Excerpt:
= Beginning of Section =
Deer Lures Permitted
Inside the Outdoors, October 6,

I realize that sounds a bit strange. No, I’m not using a fishing rod to nail deer this season. To what I am referring are urine-based lures. Now I’m sure that makes more sense.

Recently I was reading an article in the Outdoor News Daily, May 2, 2017 concerning an article titled, “Hunters Urged to Avoid Urine Based Lures.” Since I’m not a hunter, I know nothing about using such products to attract deer. However, the article drew my attention to the point that I wondered what the scoop was and how did the Pennsylvania Game Commission (PGC)’s rules concerning the Commonwealth relate to this issue.

Before getting into the nitty-gritty of why one should or shouldn’t use these products, I did what I always do when I am in doubt about something regardless of the topic. I called the PGC and talked to its Wildlife Education Supervisor Patrick Snickles to get the lowdown.

I told him I read this article concerning the state of New Hampshire and how hunters are being told, “Don’t Use Urine Based Lures!” I asked, “Do we also have that provision?” to which he state negatively. “One is allowed to use them in Pennsylvania,” he stated.

It seems that New Hampshire doesn’t stand alone. There seems to be a growth among states that seem to climbing upon the wagon to outlaw the use of these products. They include Alaska and Vermont.

It all has to do with its effect concerning chronic waste disease (CWD), a transmissible spongiform encephalopathy of mule and whitetail deer, elk, moose and reindeer. “As of 2016,” according to Google, “CWD had only been found in members of the deer family.”
= End of Section =
[Referring expression data]
= Beginning of Section =
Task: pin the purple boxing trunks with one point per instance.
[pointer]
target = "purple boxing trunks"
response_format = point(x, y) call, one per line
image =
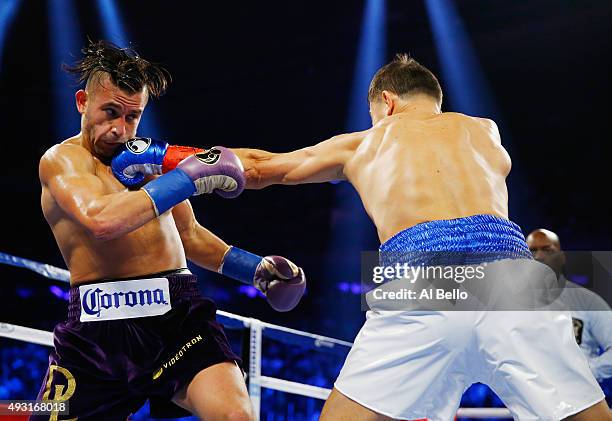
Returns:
point(107, 369)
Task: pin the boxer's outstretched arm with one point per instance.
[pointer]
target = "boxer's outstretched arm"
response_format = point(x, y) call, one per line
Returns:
point(202, 247)
point(314, 164)
point(68, 173)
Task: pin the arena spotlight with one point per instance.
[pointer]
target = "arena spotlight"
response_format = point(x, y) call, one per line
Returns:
point(8, 8)
point(352, 230)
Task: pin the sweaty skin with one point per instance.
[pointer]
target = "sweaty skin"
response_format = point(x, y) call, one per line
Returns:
point(102, 229)
point(413, 166)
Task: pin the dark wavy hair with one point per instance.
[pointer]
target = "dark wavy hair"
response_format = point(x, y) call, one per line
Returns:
point(405, 76)
point(126, 69)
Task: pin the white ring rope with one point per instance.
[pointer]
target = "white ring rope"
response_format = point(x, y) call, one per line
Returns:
point(229, 320)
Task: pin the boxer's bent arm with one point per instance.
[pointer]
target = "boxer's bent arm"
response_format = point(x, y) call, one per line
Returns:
point(314, 164)
point(68, 173)
point(202, 247)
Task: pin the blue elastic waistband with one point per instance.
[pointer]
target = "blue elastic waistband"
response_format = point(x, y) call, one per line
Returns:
point(470, 240)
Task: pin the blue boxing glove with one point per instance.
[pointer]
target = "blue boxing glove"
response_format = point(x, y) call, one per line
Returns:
point(279, 279)
point(142, 156)
point(217, 169)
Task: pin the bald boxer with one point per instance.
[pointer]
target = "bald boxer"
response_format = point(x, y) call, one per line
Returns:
point(137, 326)
point(591, 315)
point(435, 182)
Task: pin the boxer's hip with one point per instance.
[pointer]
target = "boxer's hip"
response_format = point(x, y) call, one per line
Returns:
point(470, 240)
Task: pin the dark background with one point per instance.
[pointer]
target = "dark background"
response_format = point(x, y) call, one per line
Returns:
point(278, 76)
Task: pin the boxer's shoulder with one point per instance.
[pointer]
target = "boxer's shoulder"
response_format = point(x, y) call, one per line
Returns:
point(66, 158)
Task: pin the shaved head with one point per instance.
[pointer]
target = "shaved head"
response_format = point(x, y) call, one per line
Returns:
point(546, 248)
point(544, 236)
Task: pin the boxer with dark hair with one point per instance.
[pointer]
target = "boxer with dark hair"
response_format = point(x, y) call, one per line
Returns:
point(137, 326)
point(433, 183)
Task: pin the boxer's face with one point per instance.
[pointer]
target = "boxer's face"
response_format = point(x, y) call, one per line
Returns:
point(547, 250)
point(110, 116)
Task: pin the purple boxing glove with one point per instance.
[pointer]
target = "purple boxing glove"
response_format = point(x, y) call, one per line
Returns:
point(281, 281)
point(217, 169)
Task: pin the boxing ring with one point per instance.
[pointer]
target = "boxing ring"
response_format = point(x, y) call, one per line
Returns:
point(256, 329)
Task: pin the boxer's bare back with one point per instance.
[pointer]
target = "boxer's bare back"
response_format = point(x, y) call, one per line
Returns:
point(414, 166)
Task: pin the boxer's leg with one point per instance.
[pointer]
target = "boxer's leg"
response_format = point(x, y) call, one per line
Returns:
point(599, 411)
point(340, 408)
point(217, 393)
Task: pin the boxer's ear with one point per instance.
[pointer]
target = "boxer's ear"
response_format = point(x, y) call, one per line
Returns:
point(390, 100)
point(81, 100)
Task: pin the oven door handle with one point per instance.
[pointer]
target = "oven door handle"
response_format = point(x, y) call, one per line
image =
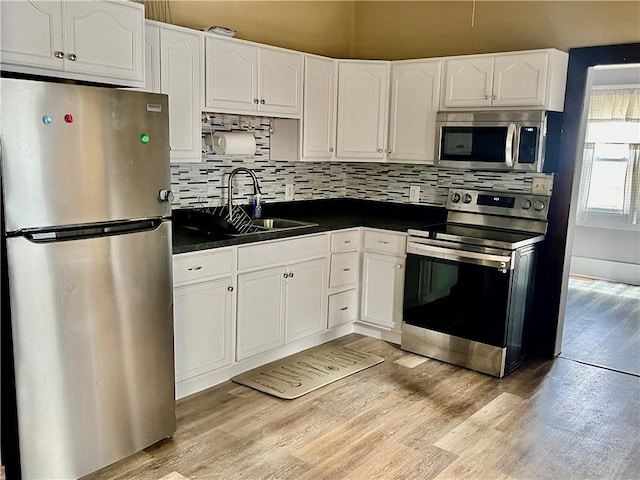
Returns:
point(501, 262)
point(509, 152)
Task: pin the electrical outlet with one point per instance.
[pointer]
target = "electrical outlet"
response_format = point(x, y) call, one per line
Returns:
point(414, 193)
point(288, 191)
point(542, 186)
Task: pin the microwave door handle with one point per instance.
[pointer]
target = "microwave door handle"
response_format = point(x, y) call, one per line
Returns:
point(509, 152)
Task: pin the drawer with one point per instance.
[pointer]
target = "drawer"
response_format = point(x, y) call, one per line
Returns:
point(385, 242)
point(189, 267)
point(343, 308)
point(344, 269)
point(345, 241)
point(283, 252)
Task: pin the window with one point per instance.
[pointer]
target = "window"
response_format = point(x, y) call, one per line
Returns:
= End of Section =
Questions:
a) Besides New Hampshire, which states does the piece on deer lures name as moving to outlaw these products?
b) Please write the next few paragraphs of the piece on deer lures, picking up after its last sentence.

Task answers:
a) Alaska and Vermont.

b)
An abnormal protein, also known as a prion, transmits CWD. “These abnormal proteins are very stable,” it was stated, “and may persist in the environment for several years, posing a risk to animals that come in contact with them. While most hunters use small amounts of these lures, continued application can have cumulative effects over time.”

According to the writer of the article to which I made reference, he said, “While its good news that New Hampshire remains CWD-free, we are asking hunters to help our herd by not using natural urine-based deed lures when hunting, because these products can potentially spread CWD,” said deer biologist for the state of New Hampshire Dan Bergeron. The Fish and Game Commission stated that there are other effective synthetic products available on the market today.

From the Natural Deer Urine and CWD Transmission Fact Sheet found on the Internet, it was revealed that, “The experts, with over fifty years of collective research knowledge in whitetail health, consider urine the lowest risk for transmitting CWD.”

But consider this. According to the Pennsylvania Outdoor News, Sept. fifteenth edition, 2017, “The always-fatal neurological disorder has been found in forty captive and sixty wild deer in this state.”

If any risk presents itself, should it be used at all? That should be left to the hunters’ discretion. However, consider the fact that the number of CWD affected deer in the state has been on the rise.